__Excerpted passage__:
########################################
What does this mean? It means that in 2020, the game plan has got to be that you look for fairly priced companies that have near-term realistic earnings. Now that doesn’t mean you should sell your holdings in these stocks. And in some cases, certainly if I were holding Teladoc or a company like let’s say Tesla even, I’d probably add more to that position for different reasons. But basically, Teladoc for example, has a reasonable price-to-sales ratio of 7.4. That’s lower than 10, which is considered the upper bound of reasonability, and a PEG ratio of 0.7. That means that Teladoc alone out of that group has actually got reasonably rapidly growing revenues. And that’s the one I’d buy. The other’s not so much. I think I’d wait to see what happens.
But here’s a chart that shows the relationship between two ETFs:
One is the Pacer U.S. Cash Cows ETF and the other one is RPV, which is a value-based ETF, which both companies hold companies that generate lots of near-term visible earnings and are less affected by interest rates and also are underpriced relative to their earnings growth. Basically those stocks in that category have beat the Cathie Wood’s model by 70% over the last year, 70%. If you had bought those ETFs or companies in those ETFs a year ago, you would’ve earned 70% more than if you had stuck with your faith and love approach and held on to ARKK.
Now, I’m not saying that you should have sold ARKK but maybe taking a little bit off the table and reallocating, it might have been a good idea. Which is what I’ve been doing at The Bauman Letter all year. Basically, after February and May, we decided to move into companies producing visible short-term earnings and at reasonable valuations and those are the ones that have done best for us this year. Now, all this means is that going forward this year, you’ve got to pay attention to what’s likely to happen. Goldman Sachs went from saying three interest rate hikes this year and Fed selling of reverse quantitative tightening, basically starting in the fourth quarter to four interest rate hikes and the potential for selling off of the Fed’s assets starting in the second quarter. And that means that that is a much, much more rapidly rising interest rate environment than a lot of people had expected. That’s why these stocks are getting killed.
The bottom line is you’ve got to wait until that works its way out before you make decisions as to what to buy or double down on. It can’t just be about faith in the future right now. You’ve got to pay attention to the fundamentals and that’s my message for you this week.
########################################
(Items from a data source)
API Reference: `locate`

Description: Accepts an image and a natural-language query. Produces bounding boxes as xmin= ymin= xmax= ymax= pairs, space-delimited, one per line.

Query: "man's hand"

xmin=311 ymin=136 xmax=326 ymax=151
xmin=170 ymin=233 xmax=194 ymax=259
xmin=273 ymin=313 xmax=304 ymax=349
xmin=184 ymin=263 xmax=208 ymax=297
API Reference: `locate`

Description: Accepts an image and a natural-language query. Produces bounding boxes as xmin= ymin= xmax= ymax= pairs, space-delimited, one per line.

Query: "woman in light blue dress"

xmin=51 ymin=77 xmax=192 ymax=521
########################################
__What to produce__:
According to the investing commentary, why are "these stocks" getting killed? Answer in one to three sentences.

__Output of the task__:
Goldman Sachs changed its forecast from three interest rate hikes this year, with Fed asset selling starting in the fourth quarter, to four hikes, with possible selling of the Fed's assets starting in the second quarter. That points to a much faster rise in interest rates than many people had expected.